*Texte*
Travail avec le vieux moulin du quatrième siècle à Anba Bishoy. Photo: Katja Buck/COE

Par Katja Dorothea Buck*

L'Église copte n’a pas à s'inquiéter de l’avenir de ses monastères. De nombreux jeunes coptes veulent devenir moines ou moniales. Ce ne fut pas toujours le cas. À la fin des années 1960, le monachisme en Égypte était au bord de l’extinction.

Abuna Nicola était un jeune trentenaire. Le jeune Égyptien aurait pu se marier et devenir père de famille. Chaque matin, il serait allé travailler et le soir, il aurait aidé ses enfants à faire leurs devoirs. Comme nombre de ses compatriotes, il passerait des heures innombrables dans les embouteillages et s'inquiéterait probablement de la hausse du coût de la vie. Mais Nicola a pris une décision il y a six ans. Il est entré au monastère de Bishoy dans le Ouadi Natrun. D'abord en tant que novice, puis il est devenu moine il y a trois ans. Jusqu'à la fin de ses jours, il se lèvera chaque jour à quatre heures du matin, passera de nombreuses heures en prière, lira les écritures anciennes et contribuera aux travaux nécessaires au fonctionnement du monastère. Aujourd'hui, il est appelé parce que des visiteurs sont venus de l’étranger et souhaitent découvrir le monastère. Nicola parle un très bon anglais.

*Données enregistrées*
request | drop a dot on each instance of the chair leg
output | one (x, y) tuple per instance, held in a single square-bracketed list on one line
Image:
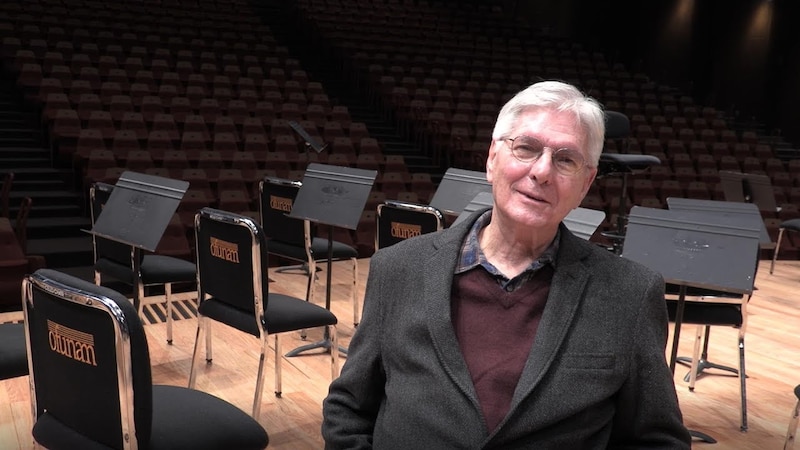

*Consignes*
a: Dans le texte sur les monastères coptes, dans quel monastère Abuna Nicola est-il entré ?
b: Relevez toutes les activités que, d'après le texte sur les monastères coptes, Nicola accomplira chaque jour jusqu'à la fin de ses jours.
c: Poursuivez le texte sur les monastères coptes à partir de sa dernière phrase.
Les données proviennent d'une autre source que le texte.

*Réponses par consigne*
a: Au monastère de Bishoy, dans le Ouadi Natrun.

b:
- Se lever à quatre heures du matin
- Passer de nombreuses heures en prière
- Lire les écritures anciennes
- Contribuer aux travaux nécessaires au fonctionnement du monastère

c:
Le monastère d'Anba Bishoy est l'un des plus connus qui existent encore en Égypte. Il se trouve dans le Ouadi Natrun, une dépression du désert à mi-chemin entre le Caire et Alexandrie. Fondé au quatrième siècle, il est l'un des monastères les plus anciens du christianisme. En fait, il devrait se trouver en deuxième position sur le parcours des touristes, juste après les pyramides de Khéops. L'Égypte est non seulement la terre des pharaons, elle est également la terre d'origine du monachisme chrétien. Ici, il y a beaucoup à apprendre sur le tout début de la religion chrétienne et sa propagation, sur la signification de l'ascétisme, la beauté de la présence de Dieu et également sur les coptes au XXIe siècle.

Abuna Nicola fait partie de la jeune génération de moines. «Je n'ai en réalité que trois ans», dit-il en riant. En devenant moine, une nouvelle vie a commencé pour lui. Pour cette raison, au moins trois dates seront inscrites sur sa pierre tombale: la date de sa naissance, le jour où il est devenu moine et son dernier jour. Et s'il devient évêque, une quatrième date sera gravée. Dans l'Église copte, seuls les moines peuvent devenir évêques ou patriarches. Les pasteurs, eux, peuvent se marier.

Dans le nouveau cimetière, entre l'église et le vieux mur, 42 tombeaux creusés sont fermés par une plaque de marbre. Ce sont les tombes des moines enterrés ici ces dernières années. «En 1971, seuls sept vieux moines vivaient à Anba Bishoy, et un âne», indique Nicola. «Le monastère a commencé à se détériorer, comme tous les autres monastères en Égypte. À cette époque, l'âne était l’élément le plus important, car il était le seul moyen de transport pour les hommes âgés et il pouvait actionner le moulin.»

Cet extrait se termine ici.